● **PASSAGE FOR REVIEW**
►

Fashion in Film

From Puppets to Apocalyptic Series About Viruses, Jaymes Neon Knows How to Outfit a Character

The local costume designer talked to us about everything from crafting teeny puppet outfits to making Nicolas Cage look like he's been living in the woods for months.

By Eden Dawn Published in the Summer 2021 issue of Portland Monthly

Costumer Jaymes Neon on set of Dave Franco's directorial debut, The Rental.

Jaymes Neon née Hansen has been around the Portland wardrobe block. Between selling her reworked vintage pieces and handmade designs at indie boutique Seaplane and glamming out GLOW-style wrestling costumes for a Menomena music video (full disclosure: I was one of the wrestlers) in the early aughts to blinging out animation puppets for Bent Image Lab, she’s become an essential component of the city’s fashion world. In 2014, she translated that skill set to film and television, nabbing assistant design work on Portlandia and soon after as key costumer on the punk rock horror flick Green Room. Most recently the Eastern Oregon native has had a packed series of impressive costume projects back to back, including Key Costumer on Dave Franco’s Bandon-filmed directorial debut, The Rental (with designer Kammy Lennox), plus Costume Supervisor on Kelly Reichardt’s 19th-century First Cow (with designer April Napier), and the forthcoming Nicolas Cage revenge thriller Pig. In a bit of life imitating art imitating life, Neon was on set as an assistant costume designer for the massive remake of The Stand—the miniseries based on Stephen King’s 1978 postapocalyptic novel about a deathly contagious virus that wipes out most of the US population—when the pandemic hit, sending everyone home as the industry ground to a halt.

◄

● **DATASET**
►

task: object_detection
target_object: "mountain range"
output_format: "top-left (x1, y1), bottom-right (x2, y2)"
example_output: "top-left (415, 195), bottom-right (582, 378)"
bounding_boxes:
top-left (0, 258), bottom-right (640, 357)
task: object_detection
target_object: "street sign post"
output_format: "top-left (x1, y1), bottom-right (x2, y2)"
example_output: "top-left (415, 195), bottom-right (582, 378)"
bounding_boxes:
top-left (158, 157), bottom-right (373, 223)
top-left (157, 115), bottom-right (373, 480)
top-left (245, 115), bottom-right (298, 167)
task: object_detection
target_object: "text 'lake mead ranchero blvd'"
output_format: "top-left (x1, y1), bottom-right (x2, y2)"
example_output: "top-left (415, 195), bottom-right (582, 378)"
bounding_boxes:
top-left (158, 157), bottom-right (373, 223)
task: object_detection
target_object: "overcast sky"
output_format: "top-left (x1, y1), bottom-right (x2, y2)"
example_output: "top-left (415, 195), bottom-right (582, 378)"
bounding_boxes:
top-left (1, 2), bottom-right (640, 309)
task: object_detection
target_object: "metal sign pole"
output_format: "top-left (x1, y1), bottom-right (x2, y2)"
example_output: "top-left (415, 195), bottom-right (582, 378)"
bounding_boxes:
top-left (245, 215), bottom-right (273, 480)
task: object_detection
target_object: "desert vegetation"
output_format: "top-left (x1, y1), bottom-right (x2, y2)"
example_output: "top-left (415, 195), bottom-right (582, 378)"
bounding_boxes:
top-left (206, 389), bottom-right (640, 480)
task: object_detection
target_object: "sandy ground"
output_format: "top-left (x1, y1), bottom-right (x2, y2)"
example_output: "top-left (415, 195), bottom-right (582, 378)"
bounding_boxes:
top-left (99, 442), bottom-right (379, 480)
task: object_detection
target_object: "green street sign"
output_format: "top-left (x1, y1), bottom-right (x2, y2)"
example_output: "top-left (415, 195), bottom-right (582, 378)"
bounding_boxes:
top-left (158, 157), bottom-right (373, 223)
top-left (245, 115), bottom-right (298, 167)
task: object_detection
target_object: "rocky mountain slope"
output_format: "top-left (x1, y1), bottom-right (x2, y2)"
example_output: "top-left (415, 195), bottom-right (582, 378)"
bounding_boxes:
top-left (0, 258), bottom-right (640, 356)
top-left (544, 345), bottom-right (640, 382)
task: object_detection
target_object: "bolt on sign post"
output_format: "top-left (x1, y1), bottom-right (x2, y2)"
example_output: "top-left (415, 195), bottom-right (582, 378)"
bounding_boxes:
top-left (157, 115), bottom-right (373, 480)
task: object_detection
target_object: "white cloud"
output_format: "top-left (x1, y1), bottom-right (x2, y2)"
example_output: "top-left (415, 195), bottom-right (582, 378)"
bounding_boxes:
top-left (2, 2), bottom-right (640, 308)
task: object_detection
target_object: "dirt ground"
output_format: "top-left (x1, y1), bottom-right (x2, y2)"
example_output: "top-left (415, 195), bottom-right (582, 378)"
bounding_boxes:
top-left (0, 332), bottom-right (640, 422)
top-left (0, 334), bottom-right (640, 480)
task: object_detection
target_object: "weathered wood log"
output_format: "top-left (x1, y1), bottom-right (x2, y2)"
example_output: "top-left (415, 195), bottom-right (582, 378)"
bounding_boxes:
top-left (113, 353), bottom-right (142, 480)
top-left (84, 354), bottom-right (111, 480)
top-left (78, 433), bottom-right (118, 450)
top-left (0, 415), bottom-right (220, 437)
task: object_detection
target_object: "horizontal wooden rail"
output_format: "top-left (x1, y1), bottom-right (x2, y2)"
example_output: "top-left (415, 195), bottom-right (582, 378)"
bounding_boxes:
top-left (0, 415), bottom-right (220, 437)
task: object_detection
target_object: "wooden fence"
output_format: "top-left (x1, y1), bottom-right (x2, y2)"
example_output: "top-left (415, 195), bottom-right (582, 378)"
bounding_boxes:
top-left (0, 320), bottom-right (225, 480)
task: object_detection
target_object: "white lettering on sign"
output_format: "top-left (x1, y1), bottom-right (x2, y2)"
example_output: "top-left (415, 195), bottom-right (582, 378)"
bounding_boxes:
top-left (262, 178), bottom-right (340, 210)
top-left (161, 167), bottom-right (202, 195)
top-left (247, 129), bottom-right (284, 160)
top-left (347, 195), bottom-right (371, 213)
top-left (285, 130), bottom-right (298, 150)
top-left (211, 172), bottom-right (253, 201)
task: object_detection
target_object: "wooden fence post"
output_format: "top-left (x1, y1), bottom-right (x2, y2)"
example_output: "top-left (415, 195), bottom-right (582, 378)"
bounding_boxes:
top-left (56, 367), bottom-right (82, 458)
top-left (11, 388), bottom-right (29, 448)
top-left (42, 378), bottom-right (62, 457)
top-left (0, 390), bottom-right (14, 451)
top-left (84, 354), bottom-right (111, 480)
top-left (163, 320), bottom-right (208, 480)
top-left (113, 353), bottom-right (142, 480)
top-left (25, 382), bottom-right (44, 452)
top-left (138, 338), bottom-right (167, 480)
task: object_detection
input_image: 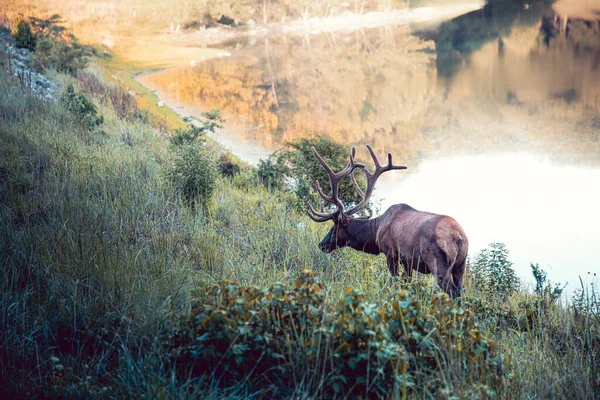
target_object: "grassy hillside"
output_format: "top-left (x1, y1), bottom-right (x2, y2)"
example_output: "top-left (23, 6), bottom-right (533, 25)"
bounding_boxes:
top-left (0, 25), bottom-right (600, 399)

◄

● **WHAT YOU ARE ASKED TO DO**
Copy the part of the Jaymes Neon profile that begins at the words "Fashion in Film" and stops after "woods for months.", putting "Role" in place of "Character".

● **ANSWER BOX**
Fashion in Film

From Puppets to Apocalyptic Series About Viruses, Jaymes Neon Knows How to Outfit a Role

The local costume designer talked to us about everything from crafting teeny puppet outfits to making Nicolas Cage look like he's been living in the woods for months.